§ SOURCE DOCUMENT:
_ _ _ _
A cross-section of activists believe investments are worth it and will serve the community better.

MEMPHIS, Tennessee — "A budget is a moral document because it defines for our community, our values," Cardell Orrin said.

Orrin, and others in a diverse group Friday morning in downtown Memphis, believes those values need to be revamped in the upcoming City of Memphis and Shelby County budgets, which will be debated and approved by July 1st.

"We are asking them, they've got over a month, to battle for the people, to battle for the communities and get this done," Orrin added.

The coalition of clergy, labor leaders, and community advocates demanded council members and commissioners keep the city and county property tax rate the same. Organizers estimate that could generate a combined $140 million in additional revenue to spend on education, additional affordable housing options, and expanded public transit.

"Properly funding MATA (Memphis Area Transit Authority) will provide reliable ridership for everyone, but it will especially expand opportunities for modest income citizens," Mary Lou McCaa with the interfaith group MICAH said.

Shelby County Mayor Lee Harris and Memphis Mayor Jim Strickland are not requesting any property tax increases in their respective budget proposals. As is required by state law, their spending plans call for the adjusted property tax rate next year - after property reappraisals - to bring the same tax revenue as this budget year.

"Most of the people in our communities that have the greatest need have seen the least investments," Orrin said.

Speakers also wanted all City of Memphis workers to get a raise in the next spending plan, compared to Mayor Strickland's proposal of a pay hike for only commissioned police officers and firefighters.

"There are employees who are not receiving cost of living increases annually. These employees have worked the entire pandemic. They have risked their lives of their family members just to serve this community," AFSCME 1733 President Jason Hunter said.

Some Memphis city council members and Shelby County commissioners have floated the idea of a separate tax hike - beyond the recertified property tax rate - to free up more money to spend on services. Those bodies will get the final say in approving their budgets next month.
_ _ _ _
§ DATA:
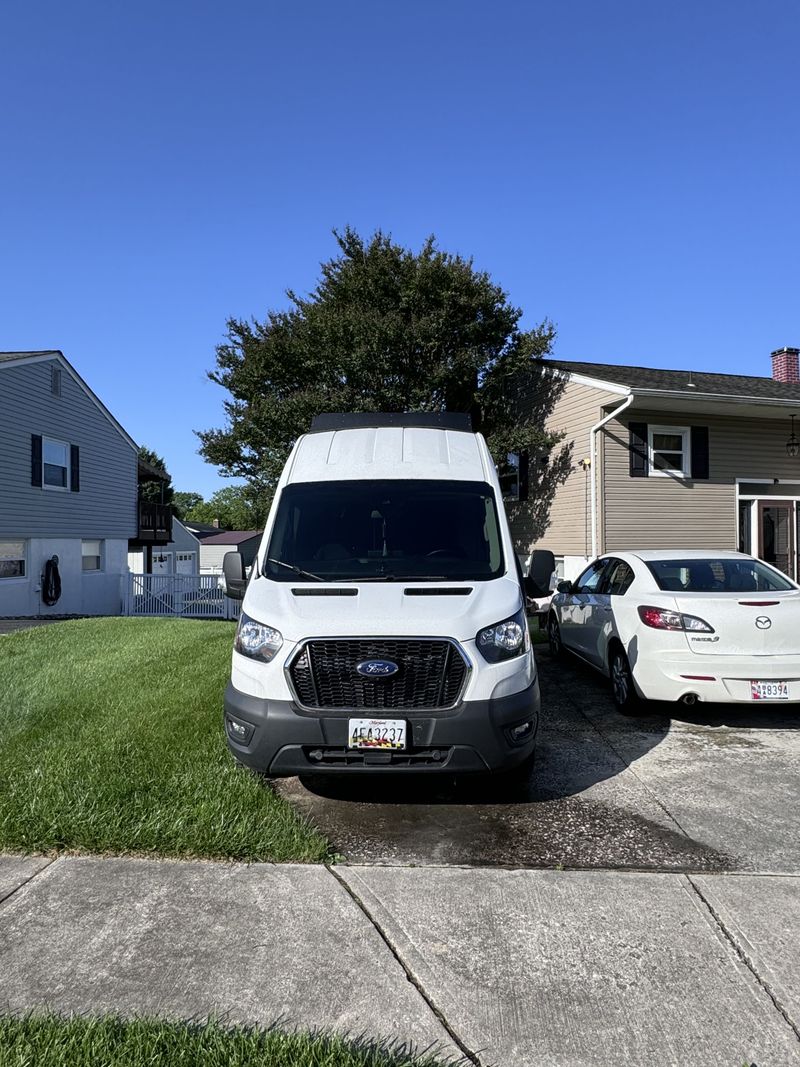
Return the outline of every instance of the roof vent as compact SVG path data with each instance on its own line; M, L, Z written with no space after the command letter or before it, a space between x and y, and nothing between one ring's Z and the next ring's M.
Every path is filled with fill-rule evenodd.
_ _ _ _
Condense the paragraph in the article on the Memphis budget debate that begins "The coalition of clergy, labor leaders" into a short bulleted list, keeping its main facts.

§ COMPLETED EXERCISE:
- Clergy, labor leaders, and community advocates demanded that council members and commissioners keep the city and county property tax rate unchanged.
- Organizers estimate this could bring in a combined $140 million in additional revenue.
- The money would go to education, more affordable housing options, and expanded public transit.